### [SHORT EXERCISE]
Recast the data below, beginning at the line that has "Each instance of the handrail" and stopping after the line that has "[(281, 66), (277, 50)]", as a two-column CSV with the headers input and output. Give one row for each text and its answer, with each value in a single quoted field and its line breaks turned into spaces.

### [DATA LISTING]
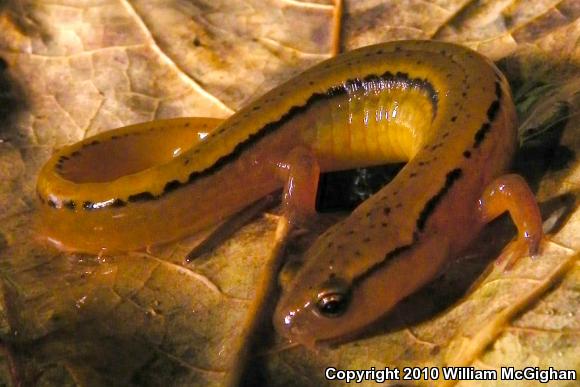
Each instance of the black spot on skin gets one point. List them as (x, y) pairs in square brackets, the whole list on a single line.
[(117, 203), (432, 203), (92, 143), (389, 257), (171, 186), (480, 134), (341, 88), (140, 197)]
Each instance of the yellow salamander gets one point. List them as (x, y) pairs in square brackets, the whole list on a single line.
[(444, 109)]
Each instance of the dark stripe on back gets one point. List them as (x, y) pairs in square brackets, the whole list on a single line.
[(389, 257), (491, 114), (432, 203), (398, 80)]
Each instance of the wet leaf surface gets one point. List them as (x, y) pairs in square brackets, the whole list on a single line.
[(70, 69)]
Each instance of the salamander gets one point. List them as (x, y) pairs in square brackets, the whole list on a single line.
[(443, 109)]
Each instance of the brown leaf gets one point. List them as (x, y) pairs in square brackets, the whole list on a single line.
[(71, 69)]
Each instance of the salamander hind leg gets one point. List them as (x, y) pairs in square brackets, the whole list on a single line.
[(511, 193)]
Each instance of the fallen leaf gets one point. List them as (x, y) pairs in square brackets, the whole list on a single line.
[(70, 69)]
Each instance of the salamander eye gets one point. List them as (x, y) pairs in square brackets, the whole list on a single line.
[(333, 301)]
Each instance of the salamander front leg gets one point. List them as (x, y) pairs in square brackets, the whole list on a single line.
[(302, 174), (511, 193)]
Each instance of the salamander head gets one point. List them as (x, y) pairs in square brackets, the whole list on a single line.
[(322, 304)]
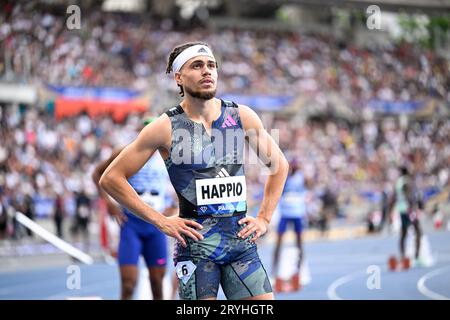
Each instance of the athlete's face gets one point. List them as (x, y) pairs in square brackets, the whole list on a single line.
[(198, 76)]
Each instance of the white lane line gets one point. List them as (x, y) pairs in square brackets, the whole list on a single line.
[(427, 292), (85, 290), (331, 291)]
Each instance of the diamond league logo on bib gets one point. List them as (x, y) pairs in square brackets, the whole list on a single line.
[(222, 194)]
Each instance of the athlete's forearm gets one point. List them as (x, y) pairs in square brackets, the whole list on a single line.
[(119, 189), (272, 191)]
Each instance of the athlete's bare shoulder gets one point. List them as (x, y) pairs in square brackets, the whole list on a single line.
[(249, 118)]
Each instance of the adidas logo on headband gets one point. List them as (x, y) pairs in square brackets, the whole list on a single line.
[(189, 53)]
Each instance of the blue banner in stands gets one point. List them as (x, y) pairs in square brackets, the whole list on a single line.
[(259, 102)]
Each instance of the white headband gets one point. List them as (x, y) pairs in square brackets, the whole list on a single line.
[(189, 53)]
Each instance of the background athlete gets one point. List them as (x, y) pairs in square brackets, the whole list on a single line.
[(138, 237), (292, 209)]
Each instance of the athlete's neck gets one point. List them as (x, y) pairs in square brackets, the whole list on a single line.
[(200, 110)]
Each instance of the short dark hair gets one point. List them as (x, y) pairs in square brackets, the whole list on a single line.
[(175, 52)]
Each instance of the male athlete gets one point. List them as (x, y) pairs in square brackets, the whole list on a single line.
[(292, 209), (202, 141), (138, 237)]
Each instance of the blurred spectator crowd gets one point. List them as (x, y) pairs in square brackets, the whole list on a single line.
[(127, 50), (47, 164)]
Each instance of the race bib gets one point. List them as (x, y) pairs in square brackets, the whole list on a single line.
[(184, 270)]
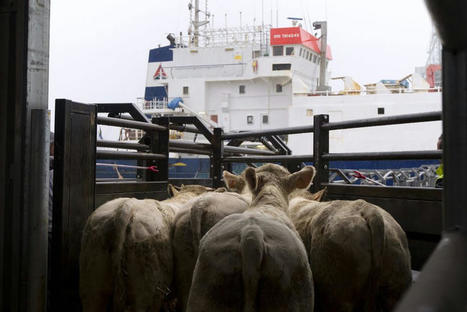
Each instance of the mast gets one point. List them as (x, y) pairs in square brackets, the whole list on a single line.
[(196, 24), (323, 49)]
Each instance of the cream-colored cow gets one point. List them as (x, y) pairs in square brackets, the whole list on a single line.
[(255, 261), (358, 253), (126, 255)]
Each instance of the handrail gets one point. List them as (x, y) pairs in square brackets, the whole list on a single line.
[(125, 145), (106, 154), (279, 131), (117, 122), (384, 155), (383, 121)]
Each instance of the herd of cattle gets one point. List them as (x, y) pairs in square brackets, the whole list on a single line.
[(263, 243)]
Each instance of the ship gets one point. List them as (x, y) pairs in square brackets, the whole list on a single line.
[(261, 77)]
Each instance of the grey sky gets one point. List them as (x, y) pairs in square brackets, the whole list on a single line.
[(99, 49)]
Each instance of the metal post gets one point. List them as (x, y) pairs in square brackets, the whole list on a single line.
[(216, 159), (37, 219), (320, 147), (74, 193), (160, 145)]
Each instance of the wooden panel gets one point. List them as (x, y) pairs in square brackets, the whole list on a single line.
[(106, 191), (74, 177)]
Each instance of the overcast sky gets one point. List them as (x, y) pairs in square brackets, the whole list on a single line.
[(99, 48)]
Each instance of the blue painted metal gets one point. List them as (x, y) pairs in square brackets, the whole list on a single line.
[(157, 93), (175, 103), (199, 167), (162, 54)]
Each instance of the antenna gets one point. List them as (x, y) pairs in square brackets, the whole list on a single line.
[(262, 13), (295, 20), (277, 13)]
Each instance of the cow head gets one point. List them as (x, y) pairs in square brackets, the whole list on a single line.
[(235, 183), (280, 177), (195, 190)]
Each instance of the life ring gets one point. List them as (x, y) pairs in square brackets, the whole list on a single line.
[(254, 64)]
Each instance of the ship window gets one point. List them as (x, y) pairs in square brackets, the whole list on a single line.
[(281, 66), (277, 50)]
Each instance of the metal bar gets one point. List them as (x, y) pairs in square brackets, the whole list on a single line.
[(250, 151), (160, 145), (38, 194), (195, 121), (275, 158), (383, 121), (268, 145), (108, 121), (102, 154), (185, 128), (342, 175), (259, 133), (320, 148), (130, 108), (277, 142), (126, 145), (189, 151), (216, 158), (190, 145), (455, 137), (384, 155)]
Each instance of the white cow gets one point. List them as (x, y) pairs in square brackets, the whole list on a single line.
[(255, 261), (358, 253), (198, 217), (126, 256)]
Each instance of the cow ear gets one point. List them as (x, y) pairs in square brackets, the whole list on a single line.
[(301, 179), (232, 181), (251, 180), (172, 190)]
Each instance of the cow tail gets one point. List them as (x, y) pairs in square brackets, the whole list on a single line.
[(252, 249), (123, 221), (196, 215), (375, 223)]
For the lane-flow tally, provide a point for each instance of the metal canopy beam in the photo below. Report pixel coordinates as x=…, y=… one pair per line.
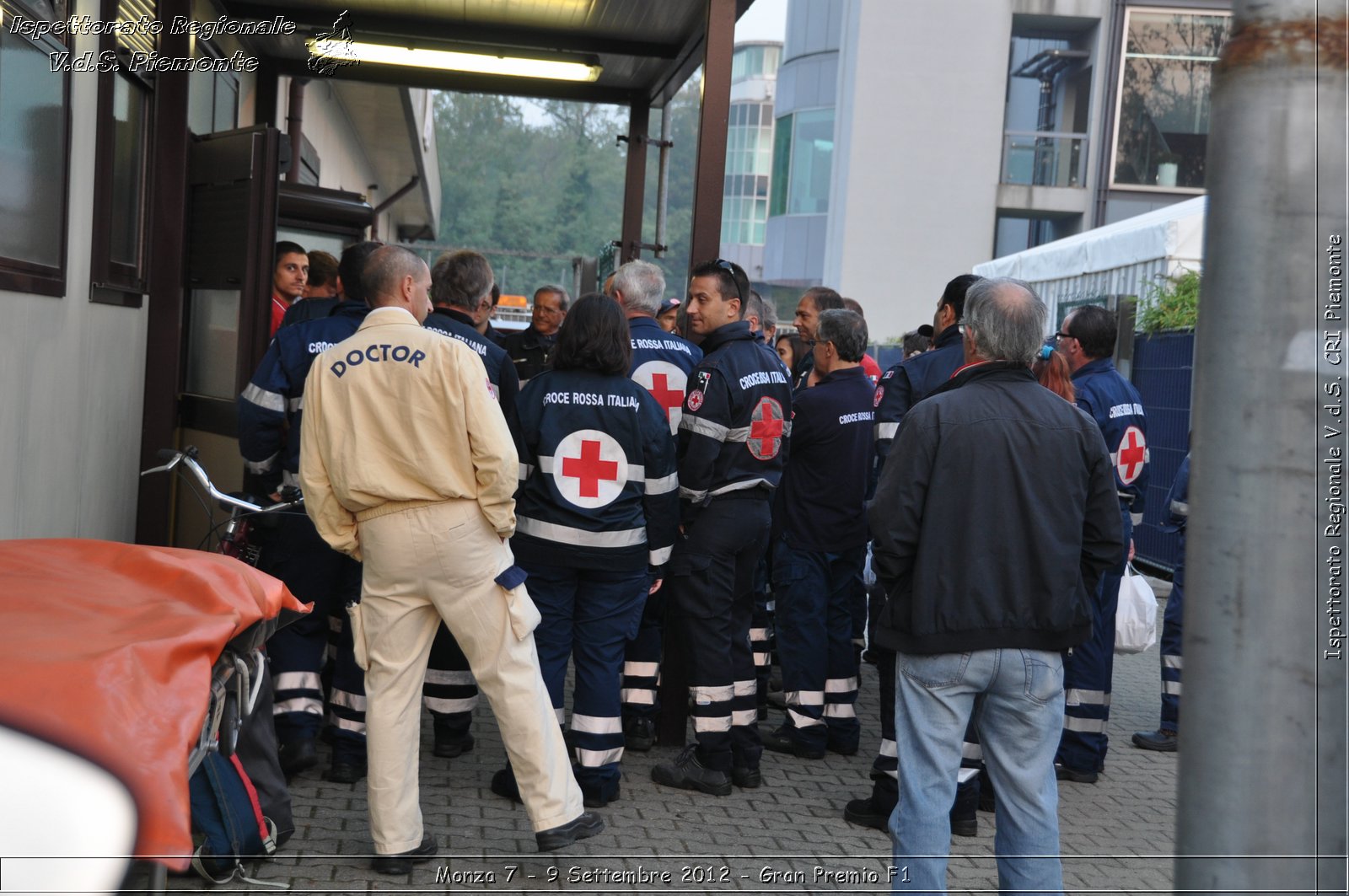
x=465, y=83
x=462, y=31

### [OUTPUT]
input,output
"Each instance of the handrail gets one point. List them as (x, y) pairs in square brackets, the whole list on a single line.","[(125, 145), (106, 154), (279, 131), (117, 122), (384, 155), (383, 121)]"
"Each instance of the herd of cattle gets one point. List them as (x, y) pairs in square brackets, the whole list on a single line.","[(263, 243)]"
"Each instance of the ship gets one point. List them as (x, y) pairs in square brackets, the whole list on a single line.","[(261, 77)]"
"Each instance of the grey sky gets one point. List them as (x, y) pairs in square brackets, the whole list on a single line.","[(99, 49)]"
"Each instance of the metal post gets one point. List them as (x, y) pairs in square brackets, the whole list on a single line.","[(216, 159), (37, 219), (320, 147), (74, 193), (160, 145)]"
"Each instance of the wooden panel gets one point. List them as (x, y) pairs in square brackets, the whole list on a single line.","[(106, 191), (74, 177)]"
"Each instance of the overcast sky gets one point. List them as (x, y) pairs in square brackets, the whole list on a single line.","[(99, 48)]"
"Each instance of the blue painted metal gets one point. List them as (x, y) pairs in square brackets, the whole list on a single line.","[(157, 93), (175, 103), (199, 167), (162, 54)]"
"Each instance of the antenna gets one point. List them as (x, y) pairs in square brackets, the whole list on a single line.","[(262, 13), (295, 20), (277, 13)]"
"Each instance of the cow head gets one point. List them as (x, y) pairs in square brackets, the whole list on a single line.","[(235, 183), (280, 177), (195, 190)]"
"Each instance of the life ring gets one point. List them as (x, y) pairs in square brackets, the whole list on a single line.","[(254, 64)]"
"Each instance of the ship window gets one point. List them as (x, y) pairs in square brackets, the whole list on a single line.","[(281, 66), (277, 50)]"